• Tasks and exercises:
1. In the text on Opuntia basilaris, condense the paragraph beginning "One of the first known descriptions" into a short bulleted list that keeps its main facts.
2. Carry on the text about Opuntia basilaris from its final sentence.

• Provided passage:
One of the first known descriptions of Opuntia basilaris come from the reports of the explorations and surveys for a railroad route from the Mississippi River to the Pacific Ocean. This expedition followed the 35th parallel through New Mexico, Arizona, and California. In the 4th volume of this report, The Botany of the Expedition, by George Engelmann and John M. Bigelow, Opuntia basilaris is described as a stout, fan-shaped Opuntia resembling an open cabbage head, with accompanying illustrations.

== Varieties ==
The species is variable in nature and several names under different ranks have been described. Only four of these are generally accepted.
- Opuntia basilaris var. basilaris (2n=22)
- Opuntia basilaris var. brachyclada (2n=22) – Little beavertail pricklypear
- Opuntia basilaris var. heilii (2n=22) – Heil's beavertail
- Opuntia basilaris var. longiareolata (2n=22) – Elongated beavertail prickly pear or Grand Canyon beavertail pricklypear
- Opuntia basilaris var. treleasei (2n=33) – Trelease's beavertail prickly pear, Bakersfield cactus (This variety is designated as endangered under the federal Endangered Species Act and California Endangered Species Act, which means that killing or possessing it is prohibited in California)

Some experts consider the Trelease's beavertail to be a full species (Bowen 1987, R. van de Hoek). It is unique among the varieties of Opuntia basilaris in that the areoles contain spines in addition to the bristles; this indicates that the species does vary a lot in its exterior.

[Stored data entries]
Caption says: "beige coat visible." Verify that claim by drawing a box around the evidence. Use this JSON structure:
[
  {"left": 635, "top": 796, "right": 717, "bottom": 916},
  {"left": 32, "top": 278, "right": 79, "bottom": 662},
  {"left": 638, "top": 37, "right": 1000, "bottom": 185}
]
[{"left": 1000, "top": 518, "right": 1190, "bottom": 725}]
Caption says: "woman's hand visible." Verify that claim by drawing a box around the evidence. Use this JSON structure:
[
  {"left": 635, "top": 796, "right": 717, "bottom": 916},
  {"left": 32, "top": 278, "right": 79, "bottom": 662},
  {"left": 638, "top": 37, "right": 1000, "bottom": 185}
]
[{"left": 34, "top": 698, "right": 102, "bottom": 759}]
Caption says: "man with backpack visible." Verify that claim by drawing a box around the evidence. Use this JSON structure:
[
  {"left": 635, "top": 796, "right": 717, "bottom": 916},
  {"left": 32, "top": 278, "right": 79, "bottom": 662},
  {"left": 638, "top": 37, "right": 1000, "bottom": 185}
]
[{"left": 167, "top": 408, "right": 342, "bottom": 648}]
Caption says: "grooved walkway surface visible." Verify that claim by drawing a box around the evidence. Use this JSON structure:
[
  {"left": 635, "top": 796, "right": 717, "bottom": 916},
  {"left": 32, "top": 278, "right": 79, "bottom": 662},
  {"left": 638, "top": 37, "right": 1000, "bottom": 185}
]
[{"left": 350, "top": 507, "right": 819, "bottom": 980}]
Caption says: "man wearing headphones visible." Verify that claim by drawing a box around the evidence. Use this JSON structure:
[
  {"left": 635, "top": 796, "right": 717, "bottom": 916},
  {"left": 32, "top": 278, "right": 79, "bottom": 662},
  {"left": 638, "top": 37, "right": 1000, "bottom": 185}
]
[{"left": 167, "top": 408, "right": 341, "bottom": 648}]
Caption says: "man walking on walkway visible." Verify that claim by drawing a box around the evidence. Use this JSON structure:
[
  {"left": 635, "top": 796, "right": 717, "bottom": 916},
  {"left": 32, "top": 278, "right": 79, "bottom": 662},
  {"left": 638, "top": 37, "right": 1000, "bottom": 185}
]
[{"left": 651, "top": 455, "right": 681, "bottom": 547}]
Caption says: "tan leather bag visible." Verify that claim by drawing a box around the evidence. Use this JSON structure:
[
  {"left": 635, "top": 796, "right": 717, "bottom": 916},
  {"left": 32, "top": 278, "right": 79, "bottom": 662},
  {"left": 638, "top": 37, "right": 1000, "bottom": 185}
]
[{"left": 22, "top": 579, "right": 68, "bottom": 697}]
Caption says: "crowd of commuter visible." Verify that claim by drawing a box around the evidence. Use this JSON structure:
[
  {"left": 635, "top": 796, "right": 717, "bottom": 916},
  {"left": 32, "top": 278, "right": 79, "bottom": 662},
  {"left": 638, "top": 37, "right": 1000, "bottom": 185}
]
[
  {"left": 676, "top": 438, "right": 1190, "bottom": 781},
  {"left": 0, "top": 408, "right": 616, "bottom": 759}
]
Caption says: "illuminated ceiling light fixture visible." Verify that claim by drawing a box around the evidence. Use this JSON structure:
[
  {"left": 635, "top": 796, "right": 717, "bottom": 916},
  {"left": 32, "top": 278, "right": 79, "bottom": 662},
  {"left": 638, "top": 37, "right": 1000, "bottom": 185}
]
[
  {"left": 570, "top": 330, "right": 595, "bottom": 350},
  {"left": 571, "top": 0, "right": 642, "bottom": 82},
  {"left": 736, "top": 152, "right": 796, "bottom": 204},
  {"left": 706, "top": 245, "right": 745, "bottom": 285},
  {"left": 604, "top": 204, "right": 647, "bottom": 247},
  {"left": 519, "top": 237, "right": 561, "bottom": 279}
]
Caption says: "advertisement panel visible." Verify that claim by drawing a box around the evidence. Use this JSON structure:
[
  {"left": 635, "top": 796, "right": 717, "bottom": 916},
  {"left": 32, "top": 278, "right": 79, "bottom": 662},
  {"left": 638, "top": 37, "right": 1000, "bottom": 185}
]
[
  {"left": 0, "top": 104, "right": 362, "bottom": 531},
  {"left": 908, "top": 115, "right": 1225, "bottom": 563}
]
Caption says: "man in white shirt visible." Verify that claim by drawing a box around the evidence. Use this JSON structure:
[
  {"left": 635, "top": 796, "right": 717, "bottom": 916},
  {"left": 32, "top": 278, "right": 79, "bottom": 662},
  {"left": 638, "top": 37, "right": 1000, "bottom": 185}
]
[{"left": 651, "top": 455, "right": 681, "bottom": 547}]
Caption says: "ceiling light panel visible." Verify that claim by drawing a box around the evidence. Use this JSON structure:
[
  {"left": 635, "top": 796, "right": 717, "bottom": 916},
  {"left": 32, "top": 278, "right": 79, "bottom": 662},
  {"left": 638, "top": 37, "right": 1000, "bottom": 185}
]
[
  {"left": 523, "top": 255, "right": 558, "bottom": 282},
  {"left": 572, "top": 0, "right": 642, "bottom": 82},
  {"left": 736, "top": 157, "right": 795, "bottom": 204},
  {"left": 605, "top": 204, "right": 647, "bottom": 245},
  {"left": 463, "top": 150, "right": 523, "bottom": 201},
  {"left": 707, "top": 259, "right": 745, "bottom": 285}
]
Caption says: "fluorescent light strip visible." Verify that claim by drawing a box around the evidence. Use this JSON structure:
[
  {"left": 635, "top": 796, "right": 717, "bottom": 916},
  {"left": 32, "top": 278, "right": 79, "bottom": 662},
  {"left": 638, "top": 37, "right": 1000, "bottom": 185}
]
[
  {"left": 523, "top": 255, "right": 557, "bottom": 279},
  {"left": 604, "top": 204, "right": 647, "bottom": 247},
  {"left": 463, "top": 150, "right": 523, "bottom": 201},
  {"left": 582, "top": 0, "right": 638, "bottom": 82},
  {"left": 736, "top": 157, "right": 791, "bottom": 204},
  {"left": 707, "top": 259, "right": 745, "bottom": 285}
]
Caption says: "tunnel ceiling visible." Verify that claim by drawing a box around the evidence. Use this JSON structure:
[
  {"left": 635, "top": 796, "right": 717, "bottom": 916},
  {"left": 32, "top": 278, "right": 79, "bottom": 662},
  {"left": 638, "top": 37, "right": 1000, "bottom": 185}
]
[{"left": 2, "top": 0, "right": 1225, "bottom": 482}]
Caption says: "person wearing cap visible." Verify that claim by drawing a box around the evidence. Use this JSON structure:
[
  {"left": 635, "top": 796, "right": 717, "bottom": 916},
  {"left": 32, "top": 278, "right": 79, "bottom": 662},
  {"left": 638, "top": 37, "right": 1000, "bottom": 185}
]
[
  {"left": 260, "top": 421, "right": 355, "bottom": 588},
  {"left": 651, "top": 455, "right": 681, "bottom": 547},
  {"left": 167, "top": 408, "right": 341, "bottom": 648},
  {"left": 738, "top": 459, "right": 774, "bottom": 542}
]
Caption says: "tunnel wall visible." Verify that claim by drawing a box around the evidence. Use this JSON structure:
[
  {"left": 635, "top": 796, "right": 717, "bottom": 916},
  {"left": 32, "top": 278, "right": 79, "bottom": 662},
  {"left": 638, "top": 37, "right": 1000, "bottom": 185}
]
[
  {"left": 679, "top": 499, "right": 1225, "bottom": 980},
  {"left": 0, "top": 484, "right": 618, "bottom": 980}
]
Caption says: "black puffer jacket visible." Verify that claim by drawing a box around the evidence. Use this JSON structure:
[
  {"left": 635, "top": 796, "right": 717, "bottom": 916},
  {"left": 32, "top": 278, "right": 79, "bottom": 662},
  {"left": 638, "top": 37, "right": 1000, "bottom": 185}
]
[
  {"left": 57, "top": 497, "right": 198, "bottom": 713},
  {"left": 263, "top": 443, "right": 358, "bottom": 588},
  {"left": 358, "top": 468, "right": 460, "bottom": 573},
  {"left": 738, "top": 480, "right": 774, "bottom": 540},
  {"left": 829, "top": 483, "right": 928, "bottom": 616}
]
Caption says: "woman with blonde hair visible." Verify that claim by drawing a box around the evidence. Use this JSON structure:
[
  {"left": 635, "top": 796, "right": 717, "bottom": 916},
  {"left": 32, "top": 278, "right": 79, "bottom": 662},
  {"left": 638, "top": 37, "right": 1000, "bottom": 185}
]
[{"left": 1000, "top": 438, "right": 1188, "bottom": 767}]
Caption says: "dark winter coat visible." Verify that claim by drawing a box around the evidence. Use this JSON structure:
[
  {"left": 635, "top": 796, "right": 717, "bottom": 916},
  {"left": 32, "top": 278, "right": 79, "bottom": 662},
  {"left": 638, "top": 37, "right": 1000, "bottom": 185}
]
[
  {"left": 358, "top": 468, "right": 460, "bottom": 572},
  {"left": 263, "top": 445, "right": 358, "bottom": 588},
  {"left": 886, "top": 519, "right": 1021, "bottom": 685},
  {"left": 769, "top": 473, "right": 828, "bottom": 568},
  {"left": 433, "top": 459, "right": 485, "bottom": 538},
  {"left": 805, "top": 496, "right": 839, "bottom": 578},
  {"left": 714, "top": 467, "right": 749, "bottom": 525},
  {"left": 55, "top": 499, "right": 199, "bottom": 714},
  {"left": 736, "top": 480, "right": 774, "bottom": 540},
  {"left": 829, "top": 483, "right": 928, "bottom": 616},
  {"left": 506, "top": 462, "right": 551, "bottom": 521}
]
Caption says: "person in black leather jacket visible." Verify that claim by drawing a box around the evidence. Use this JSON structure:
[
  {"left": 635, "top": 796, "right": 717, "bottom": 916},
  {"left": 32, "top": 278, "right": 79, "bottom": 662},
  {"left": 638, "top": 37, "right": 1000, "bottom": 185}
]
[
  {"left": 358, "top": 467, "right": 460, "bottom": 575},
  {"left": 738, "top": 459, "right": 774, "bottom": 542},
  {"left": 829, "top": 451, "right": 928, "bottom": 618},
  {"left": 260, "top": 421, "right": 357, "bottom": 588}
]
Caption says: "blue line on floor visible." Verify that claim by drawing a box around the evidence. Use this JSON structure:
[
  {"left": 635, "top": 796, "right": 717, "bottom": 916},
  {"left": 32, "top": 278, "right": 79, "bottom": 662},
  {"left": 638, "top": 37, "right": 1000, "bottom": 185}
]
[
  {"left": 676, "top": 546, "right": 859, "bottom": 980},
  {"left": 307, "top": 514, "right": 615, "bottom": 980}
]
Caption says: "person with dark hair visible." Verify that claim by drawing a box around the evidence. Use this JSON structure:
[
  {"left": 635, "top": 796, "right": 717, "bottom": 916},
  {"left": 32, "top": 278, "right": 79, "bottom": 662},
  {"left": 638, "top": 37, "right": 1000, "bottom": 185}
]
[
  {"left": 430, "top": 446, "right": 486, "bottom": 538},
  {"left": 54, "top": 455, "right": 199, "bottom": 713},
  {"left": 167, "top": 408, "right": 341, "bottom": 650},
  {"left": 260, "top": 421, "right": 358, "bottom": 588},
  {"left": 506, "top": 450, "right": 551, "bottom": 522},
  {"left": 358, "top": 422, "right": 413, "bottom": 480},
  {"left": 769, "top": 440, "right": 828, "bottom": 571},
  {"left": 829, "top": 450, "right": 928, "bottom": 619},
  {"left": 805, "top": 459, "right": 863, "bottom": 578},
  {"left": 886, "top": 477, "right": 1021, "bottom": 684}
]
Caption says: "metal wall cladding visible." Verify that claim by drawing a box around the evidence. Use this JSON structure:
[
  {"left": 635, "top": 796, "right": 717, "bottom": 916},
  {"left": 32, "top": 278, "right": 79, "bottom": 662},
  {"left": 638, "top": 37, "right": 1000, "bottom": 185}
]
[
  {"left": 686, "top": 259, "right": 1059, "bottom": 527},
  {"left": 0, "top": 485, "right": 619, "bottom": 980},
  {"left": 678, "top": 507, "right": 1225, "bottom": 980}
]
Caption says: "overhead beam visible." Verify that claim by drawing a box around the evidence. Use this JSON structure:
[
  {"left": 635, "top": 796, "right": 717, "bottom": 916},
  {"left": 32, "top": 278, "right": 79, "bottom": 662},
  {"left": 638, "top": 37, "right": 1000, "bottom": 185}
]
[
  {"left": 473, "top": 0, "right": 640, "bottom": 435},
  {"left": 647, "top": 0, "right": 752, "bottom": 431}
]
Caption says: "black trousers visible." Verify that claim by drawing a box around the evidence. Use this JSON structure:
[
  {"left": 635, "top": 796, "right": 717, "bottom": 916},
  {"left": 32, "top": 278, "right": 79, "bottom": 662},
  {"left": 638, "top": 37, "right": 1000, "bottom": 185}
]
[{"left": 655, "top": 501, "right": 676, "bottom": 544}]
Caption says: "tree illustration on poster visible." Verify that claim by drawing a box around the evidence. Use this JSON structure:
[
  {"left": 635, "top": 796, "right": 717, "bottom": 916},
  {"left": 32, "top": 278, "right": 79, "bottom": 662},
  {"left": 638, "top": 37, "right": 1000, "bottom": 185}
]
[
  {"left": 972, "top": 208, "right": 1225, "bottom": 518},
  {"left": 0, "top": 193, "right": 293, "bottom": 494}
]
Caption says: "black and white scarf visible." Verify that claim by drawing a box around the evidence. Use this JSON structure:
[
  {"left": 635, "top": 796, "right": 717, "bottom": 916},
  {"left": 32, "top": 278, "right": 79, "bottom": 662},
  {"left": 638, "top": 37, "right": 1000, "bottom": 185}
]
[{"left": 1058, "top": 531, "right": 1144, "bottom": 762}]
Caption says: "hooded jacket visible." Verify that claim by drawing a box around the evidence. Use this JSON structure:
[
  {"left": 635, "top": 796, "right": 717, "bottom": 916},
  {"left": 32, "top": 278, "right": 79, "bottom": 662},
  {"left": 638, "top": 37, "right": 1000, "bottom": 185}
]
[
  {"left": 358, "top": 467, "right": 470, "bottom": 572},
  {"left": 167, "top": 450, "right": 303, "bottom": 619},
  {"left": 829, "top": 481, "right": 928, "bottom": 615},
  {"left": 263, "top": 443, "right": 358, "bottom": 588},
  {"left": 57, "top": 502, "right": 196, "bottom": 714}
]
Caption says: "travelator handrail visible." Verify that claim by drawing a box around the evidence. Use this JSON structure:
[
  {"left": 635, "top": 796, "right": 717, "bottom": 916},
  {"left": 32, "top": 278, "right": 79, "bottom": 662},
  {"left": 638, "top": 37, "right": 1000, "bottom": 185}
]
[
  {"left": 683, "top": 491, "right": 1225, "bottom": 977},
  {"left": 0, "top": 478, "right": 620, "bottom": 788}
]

• Results of the exercise:
1.
- One of the first known descriptions of Opuntia basilaris comes from reports of explorations and surveys for a railroad route from the Mississippi River to the Pacific Ocean.
- The expedition followed the 35th parallel through New Mexico, Arizona, and California.
- The report's 4th volume, The Botany of the Expedition, by George Engelmann and John M. Bigelow, describes the plant as a stout, fan-shaped Opuntia resembling an open cabbage head and includes illustrations.

2.
== Distribution and habitat ==
This species of cactus is found in the Southwest US regions including California, Nevada, Arizona, Utah, and Northwestern Sonora, Mexico. This plant can be found in chaparral, desert, and grassland. This cactus grows in well draining mediums composed of sand, gravel, cobble, or even on boulders.

== Chemistry ==
Opuntia basilaris contains 0.01% mescaline and 4-hydroxy-3-5-dimethoxyphenethylamine.

==Uses==
The Cahuilla Native Americans used beavertail as a food staple. The buds were cooked or steamed, and then were eaten or stored. The large seeds were ground up to be eaten as mush. The Diegueño would consume it as a dried fruit after removing the spines. The Shoshone Native American Tribe took advantage of the analgesic properties of this cactus by creating a poultice from the inner mucilage to treat minor cuts.